PROVIDED INFORMATION —
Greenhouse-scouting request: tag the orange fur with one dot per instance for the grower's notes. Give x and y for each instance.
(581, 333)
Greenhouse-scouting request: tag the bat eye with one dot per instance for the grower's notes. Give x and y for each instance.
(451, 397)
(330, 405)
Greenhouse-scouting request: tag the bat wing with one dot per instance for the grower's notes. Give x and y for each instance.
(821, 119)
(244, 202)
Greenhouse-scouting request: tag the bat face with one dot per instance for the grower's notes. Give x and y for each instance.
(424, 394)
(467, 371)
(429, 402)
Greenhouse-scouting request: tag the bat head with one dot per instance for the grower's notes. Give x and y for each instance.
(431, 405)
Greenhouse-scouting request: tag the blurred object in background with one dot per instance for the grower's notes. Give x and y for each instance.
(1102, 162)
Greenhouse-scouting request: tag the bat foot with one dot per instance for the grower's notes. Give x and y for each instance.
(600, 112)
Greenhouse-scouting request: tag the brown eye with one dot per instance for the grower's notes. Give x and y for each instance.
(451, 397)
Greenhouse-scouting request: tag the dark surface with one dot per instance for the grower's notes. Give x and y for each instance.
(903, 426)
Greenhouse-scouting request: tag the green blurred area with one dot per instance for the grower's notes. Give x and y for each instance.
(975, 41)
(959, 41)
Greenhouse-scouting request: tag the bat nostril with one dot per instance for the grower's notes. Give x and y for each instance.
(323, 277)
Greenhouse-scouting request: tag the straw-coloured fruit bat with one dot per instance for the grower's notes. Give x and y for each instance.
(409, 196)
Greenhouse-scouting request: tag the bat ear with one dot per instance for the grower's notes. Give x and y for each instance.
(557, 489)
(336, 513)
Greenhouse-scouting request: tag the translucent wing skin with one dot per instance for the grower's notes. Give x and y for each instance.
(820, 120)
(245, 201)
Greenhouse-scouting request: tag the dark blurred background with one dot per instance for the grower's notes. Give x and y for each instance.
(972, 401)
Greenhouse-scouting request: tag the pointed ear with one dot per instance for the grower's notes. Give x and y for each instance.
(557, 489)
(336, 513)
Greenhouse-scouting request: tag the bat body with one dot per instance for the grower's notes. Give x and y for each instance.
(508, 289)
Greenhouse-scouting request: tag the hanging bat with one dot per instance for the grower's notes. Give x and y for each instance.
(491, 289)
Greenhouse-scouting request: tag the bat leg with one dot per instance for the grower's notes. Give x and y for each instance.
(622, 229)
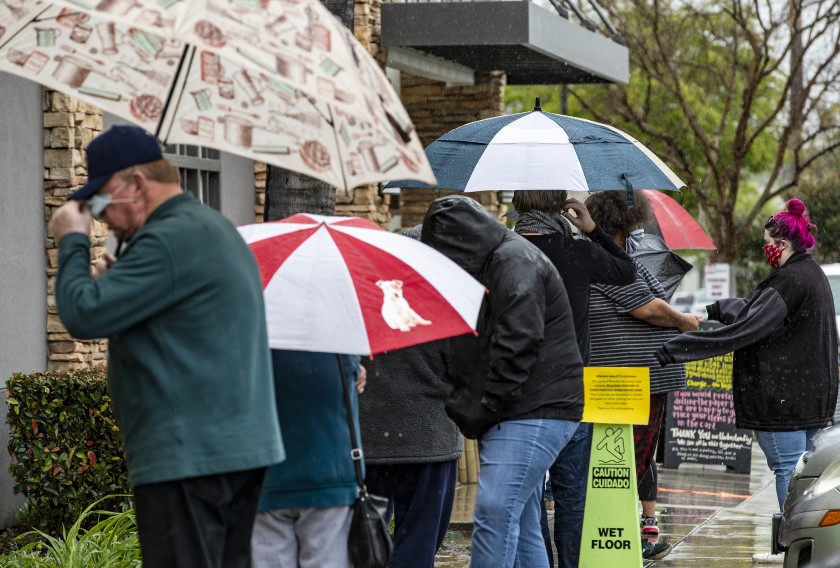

WORK TO DO — Copy the records word for word, from the first line through the line with "(1102, 162)", including that line.

EXERCISE RESULT —
Greenhouse-scouting request: tag the orange fur with one dot per instance for the grower's notes. Give x and y for each instance.
(581, 333)
Greenhouse-scouting request: tag the bat eye with one dot per instance for the grower's notes. Give x and y for each instance.
(451, 397)
(330, 405)
Greenhouse-scouting request: tag the bat wing with one dot per instance for the grower's notes. Give x and y for each instance.
(821, 119)
(244, 202)
Greenhouse-scouting request: tag the bat face with one dot per instance for the grower's notes. Give x and y for each instance.
(424, 394)
(467, 371)
(429, 402)
Greenhouse-scouting request: tag the bat head with one dot per instance for the grower's notes. Give x and y for each instance.
(431, 405)
Greenhouse-scouting request: tag the blurred object in background with one dot per instance for the grower's notes. Give x and y for each instance.
(1102, 162)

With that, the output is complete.